* **Your instructions**
Copy out every text line of the records below verbatim and omit the pictures.

--- Start of Excerpted records ---

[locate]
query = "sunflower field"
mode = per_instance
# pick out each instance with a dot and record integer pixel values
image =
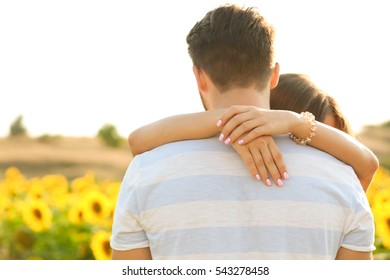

--- End of Excerpted records ---

* **Response**
[locate]
query = "sunflower field"
mode = per_instance
# pick out each instance with a dot and record integer pixel values
image =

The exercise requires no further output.